**DATA EXTRACTS:**
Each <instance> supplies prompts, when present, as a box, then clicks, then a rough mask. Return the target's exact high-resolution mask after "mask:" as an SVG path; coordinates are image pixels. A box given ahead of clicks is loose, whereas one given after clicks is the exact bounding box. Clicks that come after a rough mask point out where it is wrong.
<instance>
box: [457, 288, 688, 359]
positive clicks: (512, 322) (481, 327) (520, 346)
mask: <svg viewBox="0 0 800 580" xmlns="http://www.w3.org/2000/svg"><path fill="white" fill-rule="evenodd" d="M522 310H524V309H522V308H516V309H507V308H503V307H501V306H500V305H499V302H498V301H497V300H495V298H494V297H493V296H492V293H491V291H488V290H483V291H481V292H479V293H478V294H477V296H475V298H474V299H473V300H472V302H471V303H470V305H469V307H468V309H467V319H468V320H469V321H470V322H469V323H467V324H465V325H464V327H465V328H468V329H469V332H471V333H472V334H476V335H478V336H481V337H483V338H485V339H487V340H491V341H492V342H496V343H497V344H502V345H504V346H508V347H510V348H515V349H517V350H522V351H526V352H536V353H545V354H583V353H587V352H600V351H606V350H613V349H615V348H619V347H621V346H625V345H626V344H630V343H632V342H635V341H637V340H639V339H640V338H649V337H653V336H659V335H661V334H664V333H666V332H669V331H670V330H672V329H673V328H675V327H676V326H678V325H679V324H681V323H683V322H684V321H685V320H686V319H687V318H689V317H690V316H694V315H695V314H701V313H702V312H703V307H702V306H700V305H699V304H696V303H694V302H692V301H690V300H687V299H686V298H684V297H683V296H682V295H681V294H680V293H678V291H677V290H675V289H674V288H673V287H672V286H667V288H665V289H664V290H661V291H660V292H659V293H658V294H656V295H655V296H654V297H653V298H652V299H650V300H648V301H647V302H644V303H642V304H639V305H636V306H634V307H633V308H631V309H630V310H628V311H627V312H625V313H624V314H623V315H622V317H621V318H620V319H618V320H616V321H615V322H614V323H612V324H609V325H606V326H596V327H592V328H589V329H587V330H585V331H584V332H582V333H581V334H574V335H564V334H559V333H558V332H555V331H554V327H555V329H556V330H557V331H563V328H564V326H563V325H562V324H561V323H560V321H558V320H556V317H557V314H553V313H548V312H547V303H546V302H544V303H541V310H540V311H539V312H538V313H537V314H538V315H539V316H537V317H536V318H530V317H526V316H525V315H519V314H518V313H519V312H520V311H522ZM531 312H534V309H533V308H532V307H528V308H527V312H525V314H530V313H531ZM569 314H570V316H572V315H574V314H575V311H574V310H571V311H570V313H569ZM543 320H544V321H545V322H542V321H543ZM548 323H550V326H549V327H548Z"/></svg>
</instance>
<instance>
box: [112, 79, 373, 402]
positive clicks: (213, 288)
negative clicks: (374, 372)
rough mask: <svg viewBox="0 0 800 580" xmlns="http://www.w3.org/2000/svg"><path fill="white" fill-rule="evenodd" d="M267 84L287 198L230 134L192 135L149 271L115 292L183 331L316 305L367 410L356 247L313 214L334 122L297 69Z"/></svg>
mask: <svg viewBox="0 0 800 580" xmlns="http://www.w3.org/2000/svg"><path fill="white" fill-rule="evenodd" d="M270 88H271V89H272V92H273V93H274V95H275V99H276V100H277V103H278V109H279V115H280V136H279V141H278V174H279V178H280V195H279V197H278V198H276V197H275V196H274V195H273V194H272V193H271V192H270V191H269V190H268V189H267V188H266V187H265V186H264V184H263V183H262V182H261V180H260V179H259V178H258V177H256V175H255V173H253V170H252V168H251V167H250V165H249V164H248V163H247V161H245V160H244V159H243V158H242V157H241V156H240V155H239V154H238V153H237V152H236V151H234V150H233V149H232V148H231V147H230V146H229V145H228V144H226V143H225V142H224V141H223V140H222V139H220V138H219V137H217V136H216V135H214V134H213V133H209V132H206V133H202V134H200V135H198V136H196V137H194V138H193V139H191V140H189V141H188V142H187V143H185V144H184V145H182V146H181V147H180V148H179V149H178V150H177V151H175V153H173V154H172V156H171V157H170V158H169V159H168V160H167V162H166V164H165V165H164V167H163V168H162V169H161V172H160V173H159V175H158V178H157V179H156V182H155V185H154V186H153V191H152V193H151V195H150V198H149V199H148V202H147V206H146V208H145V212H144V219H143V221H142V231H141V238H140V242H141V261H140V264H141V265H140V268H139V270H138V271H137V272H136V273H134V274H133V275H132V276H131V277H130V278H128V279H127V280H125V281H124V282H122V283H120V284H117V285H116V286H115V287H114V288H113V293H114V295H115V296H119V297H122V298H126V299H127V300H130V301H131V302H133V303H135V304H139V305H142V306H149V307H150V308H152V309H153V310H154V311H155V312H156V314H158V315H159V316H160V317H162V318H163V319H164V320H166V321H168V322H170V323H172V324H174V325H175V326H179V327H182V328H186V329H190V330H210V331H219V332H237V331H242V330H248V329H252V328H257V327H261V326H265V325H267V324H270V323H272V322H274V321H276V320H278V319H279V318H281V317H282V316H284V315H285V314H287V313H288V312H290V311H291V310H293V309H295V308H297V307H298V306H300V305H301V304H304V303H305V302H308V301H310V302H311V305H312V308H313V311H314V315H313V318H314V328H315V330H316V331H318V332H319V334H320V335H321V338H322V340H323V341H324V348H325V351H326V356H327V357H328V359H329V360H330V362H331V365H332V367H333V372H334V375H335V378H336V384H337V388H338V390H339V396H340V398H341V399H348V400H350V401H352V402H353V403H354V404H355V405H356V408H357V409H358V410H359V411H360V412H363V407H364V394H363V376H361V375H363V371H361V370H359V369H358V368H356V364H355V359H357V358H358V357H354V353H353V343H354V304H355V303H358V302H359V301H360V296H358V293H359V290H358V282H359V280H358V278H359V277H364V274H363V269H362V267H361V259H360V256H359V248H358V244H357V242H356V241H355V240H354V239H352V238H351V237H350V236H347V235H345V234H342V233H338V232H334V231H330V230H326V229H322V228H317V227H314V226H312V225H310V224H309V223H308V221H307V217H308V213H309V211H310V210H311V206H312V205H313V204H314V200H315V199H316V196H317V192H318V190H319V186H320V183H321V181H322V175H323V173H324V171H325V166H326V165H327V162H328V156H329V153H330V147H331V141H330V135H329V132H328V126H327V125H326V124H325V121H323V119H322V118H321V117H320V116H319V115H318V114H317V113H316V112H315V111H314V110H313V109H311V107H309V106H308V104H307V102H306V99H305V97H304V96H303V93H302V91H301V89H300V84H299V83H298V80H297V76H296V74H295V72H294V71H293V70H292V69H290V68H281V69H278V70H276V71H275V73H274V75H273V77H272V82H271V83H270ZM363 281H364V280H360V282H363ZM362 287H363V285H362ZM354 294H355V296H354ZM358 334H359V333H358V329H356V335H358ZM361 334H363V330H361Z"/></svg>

**TRY IT:**
As the exercise requires, copy out the data shown above word for word.

**YOUR SOLUTION:**
Each <instance> supplies prompts, when present, as a box, then clicks, then a rough mask. Return the target's exact high-resolution mask after "mask:" as an SVG path; coordinates are image pixels. A box given ahead of clicks is loose, whereas one given after clicks is the exact bounding box. Clicks that come after a rough mask point out where it is wrong.
<instance>
box: [457, 288, 688, 359]
positive clicks: (512, 322) (481, 327) (520, 346)
mask: <svg viewBox="0 0 800 580" xmlns="http://www.w3.org/2000/svg"><path fill="white" fill-rule="evenodd" d="M522 310H524V309H522V308H516V309H507V308H503V307H501V306H500V305H499V302H498V301H497V300H495V298H494V297H493V296H492V293H491V291H488V290H483V291H481V292H479V293H478V294H477V296H475V298H474V299H473V300H472V302H471V303H470V305H469V307H468V309H467V319H468V320H469V321H470V322H469V323H467V324H465V325H464V327H465V328H468V329H469V332H471V333H472V334H476V335H478V336H481V337H483V338H485V339H487V340H491V341H492V342H496V343H497V344H502V345H504V346H508V347H510V348H515V349H517V350H522V351H526V352H536V353H545V354H583V353H587V352H600V351H606V350H613V349H615V348H619V347H621V346H625V345H626V344H630V343H632V342H635V341H637V340H639V339H640V338H649V337H653V336H659V335H661V334H664V333H666V332H669V331H670V330H672V329H673V328H675V327H676V326H678V325H679V324H681V323H683V322H684V321H685V320H686V319H687V318H689V317H690V316H694V315H695V314H701V313H702V312H703V307H702V306H700V305H699V304H696V303H694V302H692V301H690V300H687V299H686V298H684V297H683V296H682V295H681V294H680V293H678V291H677V290H675V289H674V288H673V287H672V286H667V288H665V289H664V290H661V291H660V292H659V293H658V294H656V295H655V296H654V297H653V298H652V299H650V300H648V301H647V302H644V303H642V304H639V305H636V306H634V307H633V308H631V309H630V310H628V311H627V312H625V313H624V314H623V315H622V317H621V318H620V319H618V320H616V321H615V322H614V323H612V324H609V325H606V326H596V327H592V328H589V329H587V330H585V331H584V332H582V333H581V334H574V335H564V334H559V333H558V332H555V331H554V327H555V329H556V330H557V331H563V328H564V326H563V325H562V324H561V323H560V321H558V320H556V317H557V314H553V313H548V312H547V303H546V302H544V303H541V310H540V311H539V312H538V313H537V314H538V315H539V316H537V317H536V318H530V317H526V316H525V315H519V314H518V313H519V312H520V311H522ZM531 312H534V309H533V308H532V307H528V308H527V312H525V314H530V313H531ZM569 314H570V316H572V315H574V314H575V311H574V310H571V311H570V313H569ZM543 320H544V321H545V322H542V321H543ZM548 323H550V326H549V327H548Z"/></svg>
</instance>
<instance>
box: [112, 79, 373, 402]
positive clicks: (213, 288)
negative clicks: (374, 372)
rough mask: <svg viewBox="0 0 800 580" xmlns="http://www.w3.org/2000/svg"><path fill="white" fill-rule="evenodd" d="M267 84L287 198L230 134L192 135L149 271L115 292L183 331L316 305L367 410L356 247L313 214L334 122L297 69Z"/></svg>
mask: <svg viewBox="0 0 800 580" xmlns="http://www.w3.org/2000/svg"><path fill="white" fill-rule="evenodd" d="M270 88H271V89H272V92H273V93H274V95H275V99H276V100H277V103H278V109H279V115H280V136H279V141H278V174H279V178H280V195H279V197H278V198H276V197H275V196H274V195H273V194H272V193H271V192H270V191H269V190H268V189H267V188H266V187H265V186H264V184H263V183H262V182H261V180H260V179H259V178H258V177H256V175H255V173H253V170H252V168H251V167H250V165H249V164H248V163H247V161H245V160H244V159H243V158H242V157H241V156H240V155H239V154H238V153H237V152H236V151H234V150H233V149H232V148H231V147H230V146H229V145H228V144H226V143H225V142H224V141H223V140H222V139H220V138H219V137H217V136H216V135H214V134H213V133H209V132H206V133H202V134H200V135H198V136H196V137H194V138H193V139H191V140H189V141H188V142H187V143H185V144H184V145H182V146H181V147H180V148H179V149H178V150H177V151H175V153H173V154H172V156H171V157H170V158H169V159H168V160H167V162H166V164H165V165H164V167H163V168H162V169H161V172H160V173H159V175H158V178H157V179H156V182H155V185H154V186H153V191H152V193H151V195H150V198H149V199H148V202H147V206H146V208H145V212H144V219H143V221H142V231H141V238H140V242H141V261H140V264H141V265H140V268H139V270H138V271H137V272H136V273H134V274H133V275H132V276H131V277H130V278H128V279H127V280H125V281H124V282H122V283H120V284H117V285H116V286H115V287H114V288H113V293H114V295H115V296H119V297H122V298H126V299H127V300H130V301H131V302H133V303H135V304H139V305H142V306H149V307H150V308H152V309H153V310H154V311H155V312H156V314H158V315H159V316H160V317H162V318H163V319H164V320H166V321H168V322H170V323H172V324H174V325H175V326H179V327H182V328H186V329H190V330H210V331H219V332H237V331H242V330H248V329H252V328H257V327H261V326H265V325H267V324H270V323H272V322H274V321H276V320H278V319H279V318H281V317H282V316H284V315H285V314H287V313H288V312H290V311H291V310H293V309H295V308H297V307H298V306H300V305H301V304H304V303H305V302H308V301H310V302H311V305H312V308H313V311H314V315H313V318H314V328H315V330H316V331H318V332H319V334H320V335H321V338H322V340H323V341H324V348H325V351H326V356H327V357H328V359H329V360H330V362H331V365H332V367H333V372H334V375H335V378H336V384H337V388H338V390H339V396H340V398H341V399H348V400H350V401H352V402H353V403H354V404H355V405H356V408H357V409H358V410H359V411H360V412H363V407H364V394H363V376H361V375H363V371H361V370H359V369H358V368H356V364H355V359H357V358H358V357H354V353H353V343H354V304H355V303H358V302H359V301H360V296H358V293H359V290H358V282H359V280H358V278H359V277H364V274H363V269H362V267H361V259H360V256H359V248H358V244H357V242H356V241H355V240H354V239H352V238H351V237H350V236H347V235H345V234H342V233H338V232H334V231H330V230H326V229H322V228H317V227H314V226H312V225H310V224H309V223H308V221H307V217H308V213H309V211H310V210H311V206H312V205H313V204H314V200H315V199H316V196H317V192H318V190H319V186H320V183H321V181H322V175H323V173H324V171H325V166H326V165H327V162H328V156H329V153H330V147H331V141H330V135H329V132H328V126H327V125H326V124H325V121H323V119H322V118H321V117H320V116H319V115H318V114H317V113H316V112H315V111H314V110H313V109H311V107H309V106H308V104H307V102H306V99H305V97H304V96H303V93H302V91H301V89H300V84H299V83H298V80H297V76H296V74H295V72H294V71H293V70H292V69H290V68H281V69H278V70H276V71H275V73H274V75H273V77H272V82H271V83H270ZM363 281H364V280H360V282H363ZM362 287H363V285H362ZM354 294H355V296H354ZM358 334H359V333H358V329H356V335H358ZM361 334H363V330H361Z"/></svg>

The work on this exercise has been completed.